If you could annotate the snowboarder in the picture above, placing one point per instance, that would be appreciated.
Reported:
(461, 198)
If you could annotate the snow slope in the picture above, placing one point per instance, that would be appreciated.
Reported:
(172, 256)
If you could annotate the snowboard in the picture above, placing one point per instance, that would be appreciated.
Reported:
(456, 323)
################
* [Task item]
Only lines holding the word "that" belong in the answer; copy each one from the material.

* [Finished task]
If you could annotate the snowboarder in the picture above, placing one point per instance, that would be appreciated.
If you could annotate the snow slope in the picture above, placing one point per instance, that would be appreciated.
If you could annotate the snowboard in the picture above, placing one point per instance, that would be appreciated.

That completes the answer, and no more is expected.